● **SELECTED EXTRACT**
▽

Decompiler erroneously swapping operators without changing the operand in floating-point comparisons where data is marked constant (x86) #6528

K1TCH · 2024-05-16T23:39:58Z

Describe the bug
When a float variable is being compared with a double variable using one of the FCOM instructions, if the double is made constant, the comparator will flip directions, rendering the comparison incorrect.

For example:

if (x < const_1.5) {
    return 0;
}

will become

if (1.5 < x) {
    return 0;
}

To Reproduce
Steps to reproduce the behavior:

Load the attached binary (I used x86:LE:32:default)
Make the value at address 0x0 a double
Make the value at address 0x8 a float
Observe the decompiler
Right-click the double in the listing view
Select Data -> Settings
Click 'normal' in the Mutability settings
Click constant
Click OK
Observe the decompiler again. The operands should be flipped, while the operator stays the same.

Expected behavior
I expected the constant to be placed last in the comparison, flipping the operands and operators as necessary to make the statement still be correct.

Screenshots
Original:

After marking the double value as constant:

Attachments
fcompError

Environment (please complete the following information):

OS: Ubuntu 23.04
Java Version: openjdk 17.0.8 2023-07-18
Ghidra Version: 10.2.3
Ghidra Origin: Official Github release

Additional context
I've also seen the bug on Windows 10 with versions 10.3.2, 10.4, 11.0, and 11.0.2

The text was updated successfully, but these errors were encountered:

The decompiler rule `subflow_convert` would sometimes swap the inputs to the P-Code ops `FLOAT_LESS` and `FLOAT_LESSEQUAL` if the float that was traced happened to be the second input of the operation, because the transformed operation had its inputs hardcoded: the traced float would always be the first input. While this also affected `FLOAT_EQUAL` and `FLOAT_NOTEQUAL`, it does not matter in those cases, because swapping the inputs for those operations is still logically equivalent. Fixes NationalSecurityAgency#6528.

△

Reproduce verbatim the passage of the decompiler bug report starting at "Load the attached" and ending at "still be correct.". The entries come from a different source than the decompiler bug report.

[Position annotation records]
▽

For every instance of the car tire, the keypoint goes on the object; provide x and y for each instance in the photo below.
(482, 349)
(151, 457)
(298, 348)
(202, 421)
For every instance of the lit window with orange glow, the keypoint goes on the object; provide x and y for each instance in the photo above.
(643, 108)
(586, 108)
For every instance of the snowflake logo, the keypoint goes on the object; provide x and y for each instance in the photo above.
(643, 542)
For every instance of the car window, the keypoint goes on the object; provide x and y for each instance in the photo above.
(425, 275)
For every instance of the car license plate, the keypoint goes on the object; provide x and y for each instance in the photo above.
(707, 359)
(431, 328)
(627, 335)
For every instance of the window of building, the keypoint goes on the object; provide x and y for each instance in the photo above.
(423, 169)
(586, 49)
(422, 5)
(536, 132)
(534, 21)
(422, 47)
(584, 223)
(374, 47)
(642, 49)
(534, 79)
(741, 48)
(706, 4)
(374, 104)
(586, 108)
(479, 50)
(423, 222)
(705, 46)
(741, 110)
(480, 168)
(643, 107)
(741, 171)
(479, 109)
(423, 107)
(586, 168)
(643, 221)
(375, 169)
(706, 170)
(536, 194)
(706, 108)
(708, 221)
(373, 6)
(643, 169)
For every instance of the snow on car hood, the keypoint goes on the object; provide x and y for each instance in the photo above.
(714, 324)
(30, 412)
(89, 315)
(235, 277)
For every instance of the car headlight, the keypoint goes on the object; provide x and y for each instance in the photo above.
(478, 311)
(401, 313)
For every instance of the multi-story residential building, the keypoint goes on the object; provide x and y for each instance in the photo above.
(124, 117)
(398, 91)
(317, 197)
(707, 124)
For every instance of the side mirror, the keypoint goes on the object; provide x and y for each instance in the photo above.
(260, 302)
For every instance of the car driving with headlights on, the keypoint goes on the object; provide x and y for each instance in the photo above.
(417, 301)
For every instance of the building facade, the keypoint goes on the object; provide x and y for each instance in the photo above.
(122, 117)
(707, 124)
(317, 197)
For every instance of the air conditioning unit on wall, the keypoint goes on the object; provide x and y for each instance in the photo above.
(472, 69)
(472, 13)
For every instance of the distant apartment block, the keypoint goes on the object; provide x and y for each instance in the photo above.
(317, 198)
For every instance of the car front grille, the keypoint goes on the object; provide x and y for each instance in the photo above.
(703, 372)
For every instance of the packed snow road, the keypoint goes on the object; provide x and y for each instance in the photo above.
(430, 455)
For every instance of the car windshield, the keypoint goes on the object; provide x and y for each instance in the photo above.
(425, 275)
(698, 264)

△

● **SOLUTION TO THE PROBLEM**
Load the attached binary (I used x86:LE:32:default)
Make the value at address 0x0 a double
Make the value at address 0x8 a float
Observe the decompiler
Right-click the double in the listing view
Select Data -> Settings
Click 'normal' in the Mutability settings
Click constant
Click OK
Observe the decompiler again. The operands should be flipped, while the operator stays the same.

Expected behavior
I expected the constant to be placed last in the comparison, flipping the operands and operators as necessary to make the statement still be correct.